**Direction**
Copy out every line of the data below word for word, keeping the lines in their original order.
☆ ☆ ☆ ☆
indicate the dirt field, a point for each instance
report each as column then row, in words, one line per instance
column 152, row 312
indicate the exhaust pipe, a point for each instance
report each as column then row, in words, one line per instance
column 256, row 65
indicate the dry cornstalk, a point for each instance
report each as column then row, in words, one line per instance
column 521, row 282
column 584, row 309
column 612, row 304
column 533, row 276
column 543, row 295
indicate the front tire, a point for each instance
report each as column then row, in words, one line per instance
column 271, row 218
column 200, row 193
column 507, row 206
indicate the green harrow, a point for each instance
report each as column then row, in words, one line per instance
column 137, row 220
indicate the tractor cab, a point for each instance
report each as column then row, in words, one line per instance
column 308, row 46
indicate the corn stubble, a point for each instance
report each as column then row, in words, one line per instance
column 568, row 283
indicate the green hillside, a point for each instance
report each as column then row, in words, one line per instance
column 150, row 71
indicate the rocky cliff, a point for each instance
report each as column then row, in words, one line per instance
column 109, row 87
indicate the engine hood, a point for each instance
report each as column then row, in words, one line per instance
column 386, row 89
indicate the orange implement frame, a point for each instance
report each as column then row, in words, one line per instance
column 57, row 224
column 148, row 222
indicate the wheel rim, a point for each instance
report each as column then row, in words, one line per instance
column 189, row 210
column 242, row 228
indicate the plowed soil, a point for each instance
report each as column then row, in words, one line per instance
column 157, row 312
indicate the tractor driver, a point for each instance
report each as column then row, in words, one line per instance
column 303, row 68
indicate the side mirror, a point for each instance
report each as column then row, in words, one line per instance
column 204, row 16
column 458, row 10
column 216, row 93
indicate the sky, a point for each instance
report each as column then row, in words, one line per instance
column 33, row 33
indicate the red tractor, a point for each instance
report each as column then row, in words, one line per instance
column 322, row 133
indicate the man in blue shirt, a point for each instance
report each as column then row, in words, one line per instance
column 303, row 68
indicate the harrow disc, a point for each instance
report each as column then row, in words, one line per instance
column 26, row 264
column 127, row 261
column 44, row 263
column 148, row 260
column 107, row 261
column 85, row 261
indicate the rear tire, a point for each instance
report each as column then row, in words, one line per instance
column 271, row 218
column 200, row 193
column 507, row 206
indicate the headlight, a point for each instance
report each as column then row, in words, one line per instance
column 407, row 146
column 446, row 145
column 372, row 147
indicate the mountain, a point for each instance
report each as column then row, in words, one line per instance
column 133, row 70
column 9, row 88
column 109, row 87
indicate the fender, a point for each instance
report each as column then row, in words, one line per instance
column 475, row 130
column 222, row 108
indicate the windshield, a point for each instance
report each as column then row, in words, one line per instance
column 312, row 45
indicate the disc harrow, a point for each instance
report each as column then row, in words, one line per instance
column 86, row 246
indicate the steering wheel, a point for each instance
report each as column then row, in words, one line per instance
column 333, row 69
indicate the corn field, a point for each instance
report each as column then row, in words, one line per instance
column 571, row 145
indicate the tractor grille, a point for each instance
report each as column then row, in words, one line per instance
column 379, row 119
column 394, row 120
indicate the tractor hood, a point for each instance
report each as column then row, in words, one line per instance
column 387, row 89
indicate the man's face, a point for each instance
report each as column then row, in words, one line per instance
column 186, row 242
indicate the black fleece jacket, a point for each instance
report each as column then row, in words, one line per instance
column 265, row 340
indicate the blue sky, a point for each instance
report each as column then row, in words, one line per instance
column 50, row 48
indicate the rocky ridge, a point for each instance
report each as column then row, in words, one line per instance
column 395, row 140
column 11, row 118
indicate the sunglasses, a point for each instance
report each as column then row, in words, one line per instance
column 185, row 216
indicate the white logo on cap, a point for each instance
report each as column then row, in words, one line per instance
☆ ☆ ☆ ☆
**The completed task**
indicate the dirt field, a point for each instance
report each as column then row, in words, one line per instance
column 152, row 312
indicate the exhaust pipe, a point for each instance
report each as column then row, in words, one line per instance
column 256, row 65
indicate the dry cornstalk, a point for each instance
report each as column then row, in words, one line per instance
column 521, row 282
column 584, row 309
column 612, row 304
column 533, row 276
column 543, row 295
indicate the front tire, a point for each instance
report each as column then row, in words, one line per instance
column 271, row 218
column 200, row 193
column 507, row 206
indicate the green harrow, a point for each instance
report each as column then row, in words, one line per instance
column 137, row 220
indicate the tractor cab, a point for each instance
report each as column then row, in words, one line per instance
column 308, row 46
indicate the corn stubble, a point for each instance
report each as column then row, in words, one line per instance
column 568, row 283
indicate the green hillside, a point for each instance
report each as column then row, in words, one line per instance
column 150, row 71
indicate the rocky cliff, a point for each instance
report each as column then row, in words, one line per instance
column 109, row 87
indicate the engine hood, a point for each instance
report each as column then row, in words, one line per instance
column 386, row 89
indicate the orange implement frame, a point for each instance
report each as column then row, in words, one line per instance
column 57, row 224
column 148, row 222
indicate the wheel rim, a point for each instance
report each as column then row, in words, one line per instance
column 189, row 210
column 242, row 228
indicate the plowed soil, a point for each instance
report each as column then row, in words, one line per instance
column 157, row 312
indicate the tractor driver, a point for each instance
report each as column then row, in words, one line per instance
column 303, row 68
indicate the side mirror, a point for each instance
report each as column then row, in words, one line per instance
column 204, row 16
column 458, row 10
column 216, row 93
indicate the sky, a point for each instance
report each as column then row, in words, one line per instance
column 33, row 33
indicate the red tractor, a point for each instance
report each as column then row, in words, one line per instance
column 322, row 133
indicate the man in blue shirt, a point for each instance
report each as column then row, in words, one line per instance
column 303, row 68
indicate the harrow disc, a point for each instance
report each as column then row, in words, one line per instance
column 26, row 264
column 127, row 261
column 44, row 263
column 148, row 260
column 107, row 261
column 85, row 261
indicate the rear tire, a point for each instance
report each as column then row, in words, one line per instance
column 271, row 218
column 200, row 193
column 507, row 206
indicate the headlight, a point for each instance
report each as column then row, in words, one line per instance
column 407, row 146
column 446, row 145
column 372, row 147
indicate the mountain, a point for each instance
report each as column then row, in words, one line per instance
column 133, row 70
column 9, row 88
column 109, row 87
indicate the fender, a point for each instance
report each as column then row, in words, one line per instance
column 475, row 130
column 222, row 108
indicate the windshield, a point for each instance
report each as column then row, in words, one line per instance
column 312, row 45
indicate the disc harrow, a point for each instance
report each as column then row, in words, one line per instance
column 86, row 246
indicate the steering wheel, a point for each instance
report each as column then row, in words, one line per instance
column 333, row 69
indicate the corn field, a point for each instance
report each as column then row, in words, one line per instance
column 571, row 145
indicate the tractor grille, a point for each instance
report each as column then row, in words, one line per instance
column 379, row 119
column 394, row 120
indicate the tractor hood, a point for each instance
report each as column then row, in words, one line per instance
column 387, row 89
indicate the man's face, a point for each instance
report each as column then row, in words, one line per instance
column 186, row 242
indicate the black fleece jacket, a point for each instance
report each as column then row, in words, one line per instance
column 265, row 340
indicate the blue sky, a point for each instance
report each as column then row, in words, one line per instance
column 50, row 48
indicate the rocky ridge, a point for each instance
report each as column then row, in words, one line per instance
column 395, row 140
column 11, row 118
indicate the sunglasses, a point for each instance
report each as column then row, in words, one line per instance
column 185, row 216
indicate the white logo on cap, a point for each instance
report each as column then row, in words, one line per instance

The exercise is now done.